- **The data**
------------------------------------------------

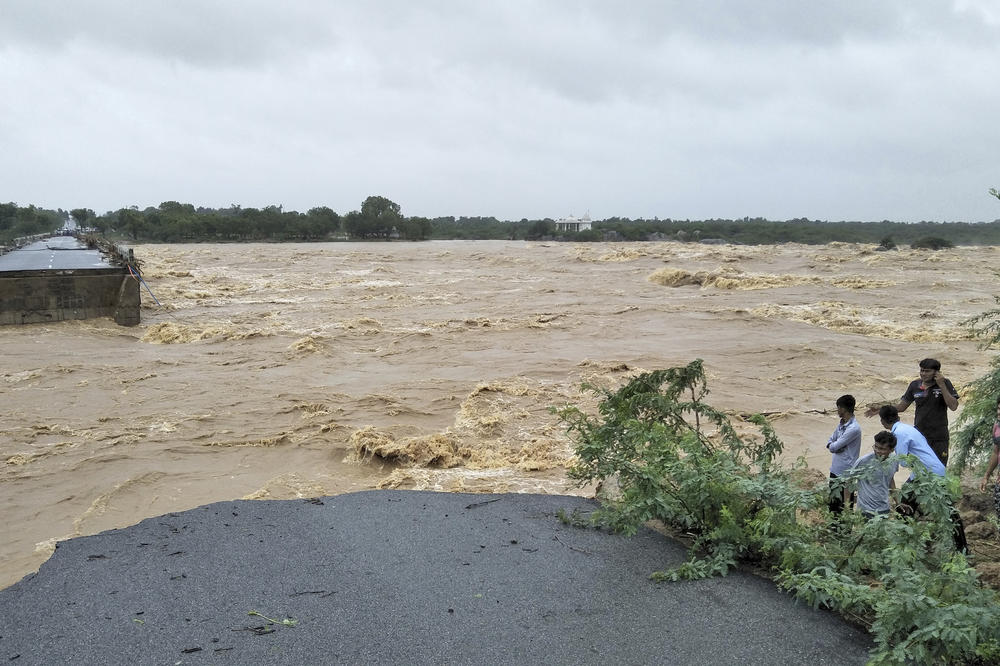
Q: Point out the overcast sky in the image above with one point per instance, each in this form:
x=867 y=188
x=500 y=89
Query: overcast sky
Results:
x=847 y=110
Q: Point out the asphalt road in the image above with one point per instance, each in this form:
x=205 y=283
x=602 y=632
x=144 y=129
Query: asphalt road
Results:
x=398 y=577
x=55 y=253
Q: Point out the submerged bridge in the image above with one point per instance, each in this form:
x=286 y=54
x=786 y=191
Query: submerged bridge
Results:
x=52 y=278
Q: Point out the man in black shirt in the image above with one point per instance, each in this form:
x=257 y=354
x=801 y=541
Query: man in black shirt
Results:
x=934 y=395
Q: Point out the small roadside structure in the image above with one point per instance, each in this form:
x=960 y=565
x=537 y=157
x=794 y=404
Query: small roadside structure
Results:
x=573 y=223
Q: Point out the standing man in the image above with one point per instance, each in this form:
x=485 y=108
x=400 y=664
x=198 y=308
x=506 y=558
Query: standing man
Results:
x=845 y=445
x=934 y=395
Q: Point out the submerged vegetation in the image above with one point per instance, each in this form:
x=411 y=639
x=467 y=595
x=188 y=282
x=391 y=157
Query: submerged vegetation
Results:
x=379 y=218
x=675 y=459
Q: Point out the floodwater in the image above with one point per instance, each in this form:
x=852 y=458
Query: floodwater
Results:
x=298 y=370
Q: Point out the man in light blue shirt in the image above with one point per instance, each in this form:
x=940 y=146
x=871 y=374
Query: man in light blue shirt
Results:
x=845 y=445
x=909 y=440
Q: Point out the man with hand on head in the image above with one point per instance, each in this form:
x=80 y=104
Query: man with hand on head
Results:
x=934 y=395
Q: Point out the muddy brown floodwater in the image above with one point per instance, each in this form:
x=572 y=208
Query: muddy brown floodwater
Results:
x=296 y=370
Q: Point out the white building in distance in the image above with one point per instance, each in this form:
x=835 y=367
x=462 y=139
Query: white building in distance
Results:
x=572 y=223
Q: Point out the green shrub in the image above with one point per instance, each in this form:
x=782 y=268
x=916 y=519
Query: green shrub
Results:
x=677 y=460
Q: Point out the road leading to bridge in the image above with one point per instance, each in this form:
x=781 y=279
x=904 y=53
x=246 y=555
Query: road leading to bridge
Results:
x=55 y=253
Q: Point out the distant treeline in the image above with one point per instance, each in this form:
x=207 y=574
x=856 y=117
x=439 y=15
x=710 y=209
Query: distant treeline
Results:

------------------------------------------------

Reproduce all of the entries above word for word, leaving out the pictures.

Q: Point out the overcast sky in the image above with one point per instance, each in this form:
x=867 y=188
x=500 y=89
Query: overcast sky
Results:
x=847 y=110
Q: Point out the asphalt road in the image above with one point per instance, each in this form:
x=205 y=283
x=602 y=632
x=144 y=129
Query: asphalt road
Results:
x=398 y=577
x=55 y=253
Q: Point out the submerged bridge in the image above with one point per instance, each in this form:
x=286 y=54
x=786 y=191
Query: submerged bridge
Results:
x=52 y=278
Q: Point out the man in black shirt in the image above with one point per instance, each in this form:
x=257 y=354
x=801 y=541
Query: man in black shirt
Results:
x=934 y=395
Q: Point out the small roadside structure in the image above with one point per instance, each in this form:
x=960 y=565
x=537 y=157
x=794 y=404
Query: small roadside structure
Results:
x=573 y=223
Q: Point out the standing man in the image above with one point per instance, each in this form:
x=485 y=108
x=400 y=664
x=198 y=308
x=506 y=558
Query: standing man
Results:
x=845 y=445
x=934 y=395
Q: Point out the submerged vegetation in the image above with one point per instance, each in this form:
x=411 y=639
x=467 y=595
x=188 y=282
x=391 y=157
Query: submerged vegetation
Results:
x=379 y=218
x=675 y=459
Q: Point out the floodwater in the image above with one point per instance, each in this form:
x=852 y=458
Query: floodwater
Results:
x=298 y=370
Q: Point out the man in light blue shirt in the image above with one point per instance, each in this form:
x=940 y=146
x=871 y=374
Query: man in light blue shirt
Results:
x=845 y=445
x=909 y=440
Q: Point out the man with hand on head in the image above with one point per instance, each in this form:
x=80 y=104
Query: man with hand on head
Results:
x=934 y=395
Q: Point out the muddy brown floodwater in the image above with one point per instance, each in this form:
x=572 y=208
Query: muddy brown floodwater
Results:
x=296 y=370
Q: Point out the white building in distance in the image above with one point per instance, each in this form:
x=835 y=367
x=462 y=139
Query: white building in distance
Results:
x=572 y=223
Q: Point out the green shrub in the image above with one point per instance, each in this form:
x=782 y=268
x=916 y=519
Query: green shrub
Results:
x=677 y=460
Q: Point out the road leading to bridge in the image above with one point per instance, each in this form:
x=781 y=279
x=904 y=53
x=246 y=555
Query: road leading to bridge
Results:
x=55 y=253
Q: Point out the distant treeline in the image above with one point per instance, each in this form:
x=207 y=574
x=856 y=117
x=439 y=15
x=710 y=209
Query: distant treeline
Results:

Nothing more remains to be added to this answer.